Copy out the material below with every "put the point" changed to "place the point" and everything else kept the same. Leave the pictures out of your answer.

+++ PROVIDED ENTRIES

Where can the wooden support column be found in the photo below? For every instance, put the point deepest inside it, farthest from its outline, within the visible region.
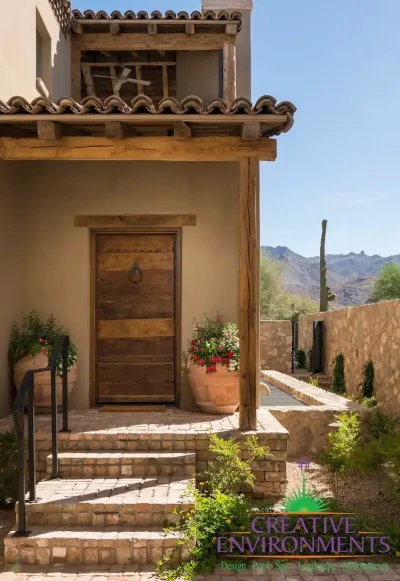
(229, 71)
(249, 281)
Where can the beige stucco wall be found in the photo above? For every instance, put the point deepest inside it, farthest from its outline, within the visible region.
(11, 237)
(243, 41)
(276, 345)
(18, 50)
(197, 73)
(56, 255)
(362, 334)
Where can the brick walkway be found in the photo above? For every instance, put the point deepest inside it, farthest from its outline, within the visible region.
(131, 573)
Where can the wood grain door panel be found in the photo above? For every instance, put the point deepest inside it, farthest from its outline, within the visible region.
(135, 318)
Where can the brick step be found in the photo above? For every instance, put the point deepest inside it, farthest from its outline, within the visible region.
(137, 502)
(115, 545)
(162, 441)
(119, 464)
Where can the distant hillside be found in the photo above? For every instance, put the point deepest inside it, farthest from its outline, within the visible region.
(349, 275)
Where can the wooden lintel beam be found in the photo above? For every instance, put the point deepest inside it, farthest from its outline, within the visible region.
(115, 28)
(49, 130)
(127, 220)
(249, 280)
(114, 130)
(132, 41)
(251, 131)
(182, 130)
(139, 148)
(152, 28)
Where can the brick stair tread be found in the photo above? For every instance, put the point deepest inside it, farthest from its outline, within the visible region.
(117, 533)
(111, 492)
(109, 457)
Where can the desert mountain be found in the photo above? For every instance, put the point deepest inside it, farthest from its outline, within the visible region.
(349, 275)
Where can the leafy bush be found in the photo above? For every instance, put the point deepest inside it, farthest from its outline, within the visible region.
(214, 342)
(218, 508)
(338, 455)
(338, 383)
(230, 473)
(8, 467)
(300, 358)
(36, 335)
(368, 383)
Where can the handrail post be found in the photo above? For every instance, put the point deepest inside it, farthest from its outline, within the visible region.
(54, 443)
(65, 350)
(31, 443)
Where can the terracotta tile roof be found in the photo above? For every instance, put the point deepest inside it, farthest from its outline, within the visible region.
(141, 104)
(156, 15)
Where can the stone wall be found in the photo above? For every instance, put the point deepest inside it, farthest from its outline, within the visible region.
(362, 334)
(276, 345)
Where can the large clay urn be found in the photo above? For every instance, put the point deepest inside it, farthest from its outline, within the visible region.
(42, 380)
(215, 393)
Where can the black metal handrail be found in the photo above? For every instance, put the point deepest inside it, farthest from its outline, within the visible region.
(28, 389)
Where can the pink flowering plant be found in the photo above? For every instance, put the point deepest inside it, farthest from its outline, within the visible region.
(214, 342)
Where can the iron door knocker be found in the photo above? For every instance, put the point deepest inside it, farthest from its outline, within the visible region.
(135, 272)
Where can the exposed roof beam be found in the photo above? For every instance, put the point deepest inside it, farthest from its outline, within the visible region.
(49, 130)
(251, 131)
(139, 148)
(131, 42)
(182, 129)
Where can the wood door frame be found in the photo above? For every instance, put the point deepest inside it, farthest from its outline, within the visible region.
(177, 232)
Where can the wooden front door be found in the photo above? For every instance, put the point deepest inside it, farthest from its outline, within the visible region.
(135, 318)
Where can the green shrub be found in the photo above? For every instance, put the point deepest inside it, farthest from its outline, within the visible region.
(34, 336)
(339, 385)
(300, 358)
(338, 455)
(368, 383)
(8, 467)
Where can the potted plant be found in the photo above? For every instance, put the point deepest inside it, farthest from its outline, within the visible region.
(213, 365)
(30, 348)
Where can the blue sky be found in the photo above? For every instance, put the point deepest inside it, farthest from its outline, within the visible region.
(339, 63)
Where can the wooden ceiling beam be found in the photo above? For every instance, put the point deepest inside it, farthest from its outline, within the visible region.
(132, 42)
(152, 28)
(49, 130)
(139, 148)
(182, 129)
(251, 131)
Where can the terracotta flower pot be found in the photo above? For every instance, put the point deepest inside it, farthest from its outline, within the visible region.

++++++

→ **ANSWER IN FULL**:
Where can the wooden support column be found in the photo below? For every instance, place the point deepest inside it, farthest from its outline, within the visible region.
(229, 71)
(249, 281)
Where can the beige stucco wall be found in the photo above? For every instance, place the point deepest inside it, farthest from its outline, within the visible region.
(11, 237)
(243, 41)
(276, 345)
(18, 50)
(197, 73)
(56, 255)
(362, 334)
Where can the brick walkway be found in the photo above? For every instance, place the point deepest inside it, farthest from its outline, within the visible region.
(131, 573)
Where can the wood grain door panel be found in the photo above? For every instance, place the point deepest inside it, farthest from its outline, within the visible region.
(135, 318)
Where can the brick step be found in the photo above? For every instance, place the point deepest inside it, farthest from its outline, within the visible region.
(137, 502)
(115, 545)
(162, 441)
(119, 464)
Where can the distant hillside be found in the photo above? For every instance, place the point deepest inside it, farthest from its outline, within the visible region.
(349, 275)
Where can the wooden lintel beam be found in the photo above? For every instance, place the point deepest inside it, farthest from its outline, within the visible region.
(115, 28)
(49, 130)
(127, 220)
(249, 280)
(114, 130)
(132, 41)
(251, 131)
(182, 130)
(139, 148)
(152, 28)
Where can the brick stair tread be found in the photo above? For every instance, place the point deepest inside it, farthest from its outline, within the visible region.
(117, 533)
(111, 492)
(109, 457)
Where can the desert mountain be found in the photo above? For every instance, place the point deepest inside it, farthest from its outline, within the visible region.
(349, 275)
Where can the leafy bush be found in the photo above? For every instance, place the point deepest inside it, farthest from its outline, within the visible region.
(214, 342)
(218, 508)
(338, 455)
(338, 383)
(230, 473)
(8, 467)
(300, 358)
(36, 335)
(368, 383)
Where can the handrail post be found in the photo above? For every instance, place the point deepest inside it, farthest from its outline, within the visible region.
(54, 443)
(65, 350)
(31, 443)
Where can the terracotta tile roof be found in the photo above? For every instance, place the point deepest inside it, farthest from its outline, within the visible region.
(141, 104)
(156, 15)
Where can the stone wall be found in the photo above? For every instance, place the point deepest inside it, farthest from its outline, within the visible region.
(362, 334)
(276, 345)
Where can the large clay urn be found in the photo above? For every instance, place the point deepest inside it, farthest from its outline, within the visible region.
(42, 380)
(215, 393)
Where can the black metal handrail be found in the photo above? For every instance, place the point deepest inside it, farthest from its outline, within the visible region.
(28, 389)
Where can the pink flowering plant be found in the photo above? For every instance, place the point deepest inside it, farthest from its outline, within the visible region.
(214, 342)
Where can the iron door knocker be found in the photo above? For every instance, place the point deepest inside it, farthest from its outline, within the visible region.
(135, 272)
Where can the exposed roof beam be found in the photo above? For every instance, place the point deepest inside it, farthest from its outline, within the visible region.
(49, 130)
(251, 131)
(139, 148)
(131, 42)
(182, 129)
Where can the wood door frame be found in the photo above? For every instance, place the point deepest inside it, farthest from its outline, within the visible region.
(177, 232)
Where can the wooden front door be found in the photo above? For every instance, place the point deepest inside it, farthest from its outline, within the visible region.
(135, 318)
Where can the green shrub be found in the photo above? For every instance, place the point deepest inside it, farthest from its outline, within the visible region.
(34, 336)
(339, 385)
(300, 358)
(338, 455)
(368, 383)
(8, 467)
Where can the potted plant be found in the photo above? For every instance, place the point deepest inside it, farthest from its outline, within the visible region.
(213, 365)
(30, 348)
Where can the blue sky be found in the photo above? For every instance, place the point deepest inside it, farthest from its outline, within the visible region.
(339, 63)
Where can the wooden ceiling beam be found in the photo above? For every instance, place the point deepest inside it, farthest from its outline, within the visible region.
(132, 42)
(152, 28)
(49, 130)
(139, 148)
(182, 129)
(251, 131)
Where can the terracotta flower pot be found in the photo above? For every instance, place the point deepest inside it, farthest from its outline, within the visible region.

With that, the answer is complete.